### [Your task]
In the records below, find the line containing "Target: ceiling fan light fixture" and the line containing "like [183, 208]."; please repeat exactly the lines from one to the other, both included, and nothing more.

### [The records]
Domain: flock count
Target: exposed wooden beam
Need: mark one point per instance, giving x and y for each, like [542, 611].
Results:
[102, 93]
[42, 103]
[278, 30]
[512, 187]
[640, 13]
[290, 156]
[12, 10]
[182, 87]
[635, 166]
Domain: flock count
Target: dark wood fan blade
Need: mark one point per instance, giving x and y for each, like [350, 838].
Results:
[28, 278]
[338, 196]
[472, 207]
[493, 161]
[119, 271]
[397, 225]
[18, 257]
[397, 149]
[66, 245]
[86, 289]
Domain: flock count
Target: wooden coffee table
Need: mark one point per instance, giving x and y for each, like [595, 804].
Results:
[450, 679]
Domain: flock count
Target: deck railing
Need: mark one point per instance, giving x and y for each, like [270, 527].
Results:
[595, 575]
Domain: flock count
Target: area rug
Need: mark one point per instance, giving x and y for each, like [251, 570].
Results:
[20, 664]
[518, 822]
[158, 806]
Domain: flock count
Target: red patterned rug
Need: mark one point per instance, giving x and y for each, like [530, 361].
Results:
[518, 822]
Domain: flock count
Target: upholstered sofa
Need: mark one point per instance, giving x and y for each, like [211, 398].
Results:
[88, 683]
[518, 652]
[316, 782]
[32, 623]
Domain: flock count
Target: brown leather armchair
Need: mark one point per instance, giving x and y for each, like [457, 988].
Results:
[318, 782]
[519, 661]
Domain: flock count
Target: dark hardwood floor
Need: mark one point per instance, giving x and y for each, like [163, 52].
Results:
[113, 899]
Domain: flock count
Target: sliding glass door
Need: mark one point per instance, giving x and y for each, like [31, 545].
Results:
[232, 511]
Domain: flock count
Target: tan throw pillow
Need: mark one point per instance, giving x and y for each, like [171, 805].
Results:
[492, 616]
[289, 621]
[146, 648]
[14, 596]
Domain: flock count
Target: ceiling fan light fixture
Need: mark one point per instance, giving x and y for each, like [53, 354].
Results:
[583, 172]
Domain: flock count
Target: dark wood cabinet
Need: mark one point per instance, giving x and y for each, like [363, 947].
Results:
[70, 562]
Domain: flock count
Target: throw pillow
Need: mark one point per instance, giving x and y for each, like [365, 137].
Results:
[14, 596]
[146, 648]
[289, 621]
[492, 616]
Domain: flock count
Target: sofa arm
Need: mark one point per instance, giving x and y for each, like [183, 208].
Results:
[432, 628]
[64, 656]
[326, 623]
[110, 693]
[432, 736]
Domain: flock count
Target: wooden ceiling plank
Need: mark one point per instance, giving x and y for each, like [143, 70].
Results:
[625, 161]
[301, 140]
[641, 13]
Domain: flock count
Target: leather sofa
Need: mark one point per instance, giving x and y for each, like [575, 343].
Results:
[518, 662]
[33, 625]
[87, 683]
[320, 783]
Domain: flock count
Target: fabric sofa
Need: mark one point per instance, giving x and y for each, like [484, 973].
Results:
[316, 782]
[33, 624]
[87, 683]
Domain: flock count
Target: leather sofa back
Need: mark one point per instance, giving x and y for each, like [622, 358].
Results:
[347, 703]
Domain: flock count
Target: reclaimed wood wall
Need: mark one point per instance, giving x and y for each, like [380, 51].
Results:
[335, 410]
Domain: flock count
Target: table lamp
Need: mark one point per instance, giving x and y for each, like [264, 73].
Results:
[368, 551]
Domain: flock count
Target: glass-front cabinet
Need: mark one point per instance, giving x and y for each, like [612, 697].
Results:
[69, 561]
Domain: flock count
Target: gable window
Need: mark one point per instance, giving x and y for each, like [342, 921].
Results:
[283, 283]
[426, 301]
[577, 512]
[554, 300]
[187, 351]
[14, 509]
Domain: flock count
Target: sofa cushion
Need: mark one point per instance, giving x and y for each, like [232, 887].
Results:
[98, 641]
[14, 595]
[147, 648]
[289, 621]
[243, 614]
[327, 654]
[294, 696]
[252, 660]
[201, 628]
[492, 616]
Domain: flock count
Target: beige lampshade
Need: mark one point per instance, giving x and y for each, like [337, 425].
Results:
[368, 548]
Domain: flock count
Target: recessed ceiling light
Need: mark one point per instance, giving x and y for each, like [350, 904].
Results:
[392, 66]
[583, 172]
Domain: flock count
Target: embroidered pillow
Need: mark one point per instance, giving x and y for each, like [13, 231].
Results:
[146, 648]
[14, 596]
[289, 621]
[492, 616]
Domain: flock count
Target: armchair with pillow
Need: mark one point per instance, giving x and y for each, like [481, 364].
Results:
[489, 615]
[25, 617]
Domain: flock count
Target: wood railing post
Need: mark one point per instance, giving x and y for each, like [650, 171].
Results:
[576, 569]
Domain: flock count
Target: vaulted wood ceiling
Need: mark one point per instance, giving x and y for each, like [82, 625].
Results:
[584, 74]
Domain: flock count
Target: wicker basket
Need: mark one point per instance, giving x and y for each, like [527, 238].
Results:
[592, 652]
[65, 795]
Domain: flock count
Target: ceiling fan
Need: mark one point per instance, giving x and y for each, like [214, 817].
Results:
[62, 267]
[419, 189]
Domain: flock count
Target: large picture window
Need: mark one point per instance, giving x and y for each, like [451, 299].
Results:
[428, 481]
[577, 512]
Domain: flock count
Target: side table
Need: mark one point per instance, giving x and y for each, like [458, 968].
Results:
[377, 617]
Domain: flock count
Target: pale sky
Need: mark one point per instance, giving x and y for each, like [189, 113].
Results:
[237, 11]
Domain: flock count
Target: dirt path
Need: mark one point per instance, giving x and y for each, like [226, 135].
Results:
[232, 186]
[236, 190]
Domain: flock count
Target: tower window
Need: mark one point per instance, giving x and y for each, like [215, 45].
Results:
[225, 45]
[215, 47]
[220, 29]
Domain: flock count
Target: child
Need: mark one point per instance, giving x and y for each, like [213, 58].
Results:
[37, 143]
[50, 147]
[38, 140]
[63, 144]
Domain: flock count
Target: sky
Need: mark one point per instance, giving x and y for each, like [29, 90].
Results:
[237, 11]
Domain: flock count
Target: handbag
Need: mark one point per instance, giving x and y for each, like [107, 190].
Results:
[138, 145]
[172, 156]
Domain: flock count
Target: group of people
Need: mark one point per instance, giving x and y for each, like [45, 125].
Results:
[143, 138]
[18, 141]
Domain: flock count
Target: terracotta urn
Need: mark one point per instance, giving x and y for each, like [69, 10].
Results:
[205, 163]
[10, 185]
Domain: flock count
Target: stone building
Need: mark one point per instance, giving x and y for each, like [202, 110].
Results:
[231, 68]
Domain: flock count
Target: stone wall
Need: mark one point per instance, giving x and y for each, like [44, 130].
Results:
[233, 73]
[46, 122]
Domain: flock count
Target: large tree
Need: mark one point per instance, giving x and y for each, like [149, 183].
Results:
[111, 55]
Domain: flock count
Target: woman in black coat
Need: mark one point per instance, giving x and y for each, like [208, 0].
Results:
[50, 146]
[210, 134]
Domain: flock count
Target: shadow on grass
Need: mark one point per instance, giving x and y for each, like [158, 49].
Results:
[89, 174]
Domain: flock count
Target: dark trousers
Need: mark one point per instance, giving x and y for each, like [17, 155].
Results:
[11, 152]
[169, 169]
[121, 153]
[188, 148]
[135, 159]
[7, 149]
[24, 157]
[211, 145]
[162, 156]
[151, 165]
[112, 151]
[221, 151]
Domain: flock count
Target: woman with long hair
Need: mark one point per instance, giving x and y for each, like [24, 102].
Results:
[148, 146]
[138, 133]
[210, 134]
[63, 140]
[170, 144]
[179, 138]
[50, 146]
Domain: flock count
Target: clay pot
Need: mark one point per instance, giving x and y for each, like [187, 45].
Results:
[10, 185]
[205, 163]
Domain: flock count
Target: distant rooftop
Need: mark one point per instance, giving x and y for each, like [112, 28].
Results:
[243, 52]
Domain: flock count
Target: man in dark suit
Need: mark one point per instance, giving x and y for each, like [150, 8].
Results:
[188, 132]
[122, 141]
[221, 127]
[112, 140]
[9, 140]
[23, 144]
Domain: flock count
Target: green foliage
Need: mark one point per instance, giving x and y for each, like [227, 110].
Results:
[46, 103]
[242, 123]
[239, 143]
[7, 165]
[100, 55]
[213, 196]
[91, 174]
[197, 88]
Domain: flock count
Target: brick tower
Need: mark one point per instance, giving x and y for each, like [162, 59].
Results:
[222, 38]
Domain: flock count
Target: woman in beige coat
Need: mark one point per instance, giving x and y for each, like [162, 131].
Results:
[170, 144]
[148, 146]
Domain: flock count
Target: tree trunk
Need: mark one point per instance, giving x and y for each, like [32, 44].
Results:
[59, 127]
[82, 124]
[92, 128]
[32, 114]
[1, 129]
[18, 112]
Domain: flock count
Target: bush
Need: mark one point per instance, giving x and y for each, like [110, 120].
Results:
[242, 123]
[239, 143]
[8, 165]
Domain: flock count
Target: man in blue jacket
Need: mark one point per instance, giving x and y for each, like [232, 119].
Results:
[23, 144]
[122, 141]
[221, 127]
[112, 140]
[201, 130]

### [Answer space]
Target: ceiling fan light fixture
Need: mark one point per instance, giving x and y for each, like [53, 354].
Results:
[583, 172]
Domain: flock count
Target: dark wood cabinet
Need: mark one point per instance, giving x and y for each, like [363, 947].
Results:
[70, 562]
Domain: flock count
Target: throw pillow
Need: mark one point per instance, giving x and y for each, like [365, 137].
Results:
[14, 596]
[146, 648]
[289, 621]
[492, 616]
Domain: flock count
Target: sofa arm
Need: mark one point per instance, giving x and y for each, like [183, 208].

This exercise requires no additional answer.